## start ARTICLE

This week we are talking with steampunk and fine art artist, Mark Jason Page.

Airship Ambassador: Hi Mark, I’ll start by saying thanks for joining us, even moreso, thanks for sending me an introduction tweet about your artwork!

Mark Jason Page: Cool Kevin, thanks for taking the time to chat with me about my work!

AA: As one might suspect, I find, and am sent, a large number of links to all kinds of steampunk items and information. I wasn’t sure what to expect when I clicked your link, but I have to say that after the first picture displayed and my jaw dropped open, I was totally captivated by your colorful and whimsical take on steam punk imagery. Before we talk about your work, what was your journey down this creative path?

MJP: Well, I’ve always had a love for I’ll say, contraptions or things that were design with intricate detail. Especially things that seemed to be designed during the industrial revolution. I love the detail that went into designing everything during the Victorian era and all of the beautiful materials used! So I’ve always been fascinated by this type of design and I think I’ve over the years created a mental library.

AA: Ahh, the allure of 1800’s design! What kind of education and experience were part of that journey?

MJP: Well, I think just studying photo’s and old blueprint type drawings from the period, from the architecture to locomotives and things, I just continued to fill my mental visual library with images rivet patterns, gears, beautiful copper pipes, steam, etc.


AA: Today, you are an Imagineer at Disney. Can you share a bit about what that entails? How is working at Disney similar and different than similar creative positions at other companies?

MJP: Yes, I’m a creative lead at Imagineering which usually includes art directing a project. So I’m usually involved with a project from inception all the way to construction. My job is to help give the attraction a visual direction and work with others to tell a cohesive and compelling story for our guests. Going forward everything the team on the project does needs to back up that story. I’m usually tasked with making sure we keep the creative vision and make sure the story is maintained. This can be challenging because all of this has to be done knowing that you have many different disciplines involved, and knowing everyone has to work as a team to make sure what we’re designing can be built and be believable in three dimensions. So I think what we do is different from say an art director for film or video games. With attractions, there’s just the added element of knowing that the end goal is to design something that people can get right up close to it, touch it, ride it.

AA: Working at Disney is a dream for some artists, and it certainly sounds like everyone works hard. Were you drawn to certain topics or subjects for your work?

## end ARTICLE

■ SET EXERCISE 1
Copy the part of the steampunk artist interview that opens with the words containing "AA: Today, you" and closes with "at other companies?".
The entries that come next have no connection to the interview.

## start DATASET RECORDS

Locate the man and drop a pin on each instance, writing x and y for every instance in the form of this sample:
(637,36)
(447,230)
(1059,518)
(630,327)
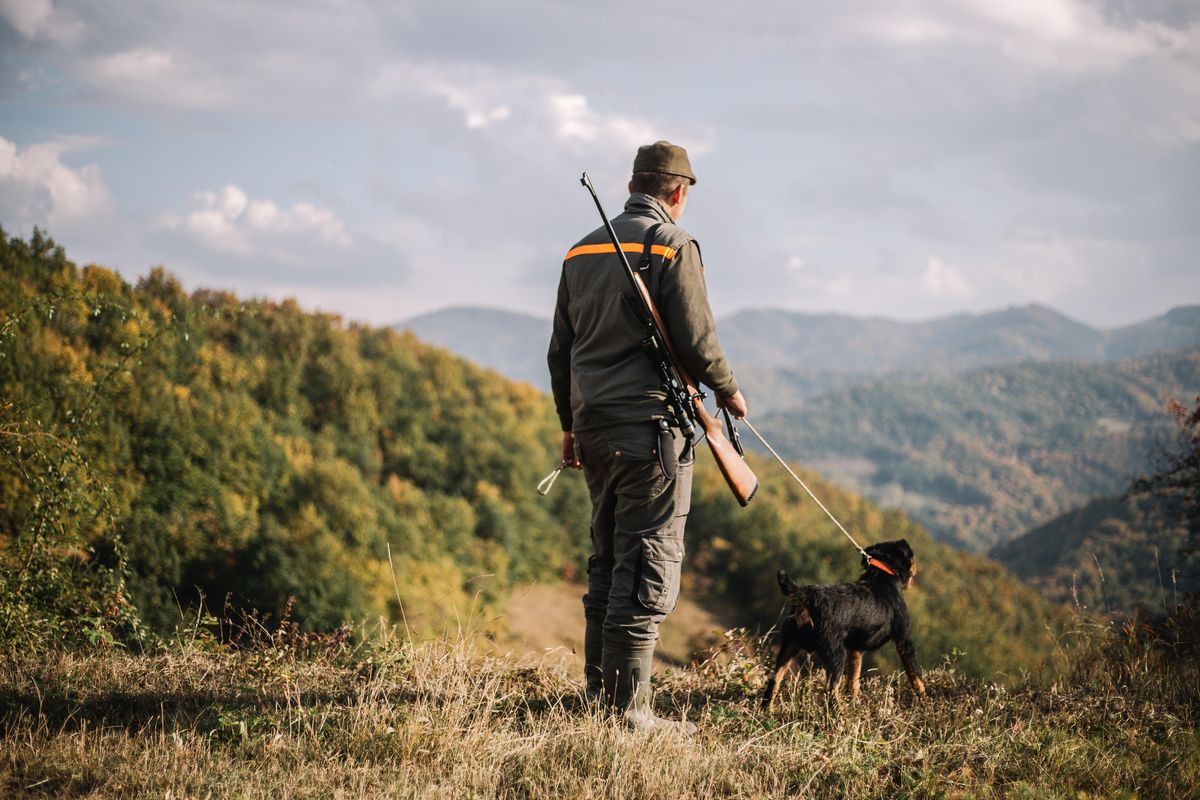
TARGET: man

## end DATASET RECORDS
## start DATASET RECORDS

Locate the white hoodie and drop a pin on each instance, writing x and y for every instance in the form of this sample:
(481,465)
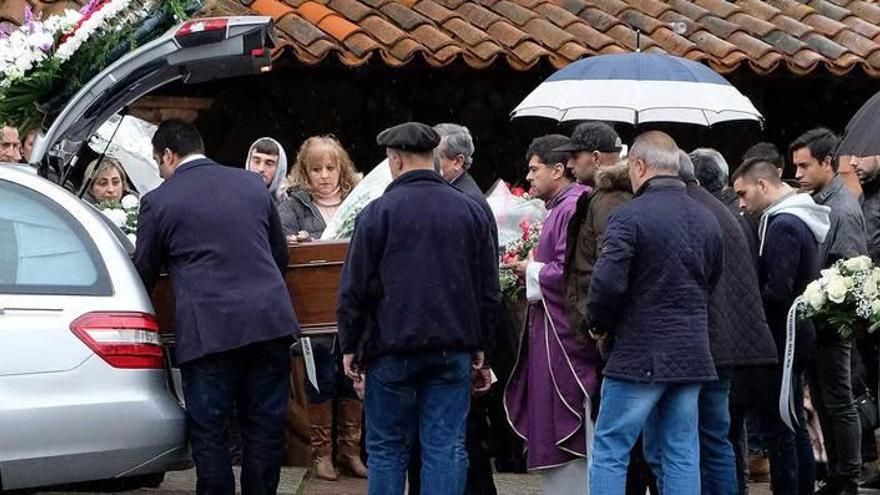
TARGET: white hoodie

## end DATASET RECORDS

■ SET EXERCISE 2
In the entries, change "instance" to "occurrence" in the part that opens with the line containing "Locate the man" and closes with the line containing "TARGET: man". Keep everything else the same, give back only those lines, and leave the pictures out.

■ FINAL RESULT 1
AA: Today, you are an Imagineer at Disney. Can you share a bit about what that entails? How is working at Disney similar and different than similar creative positions at other companies?

■ FINAL RESULT 2
Locate the man and drop a pin on each occurrence, writing x and y for every occurrence in the form of this sample:
(637,36)
(447,230)
(1059,518)
(630,327)
TARGET: man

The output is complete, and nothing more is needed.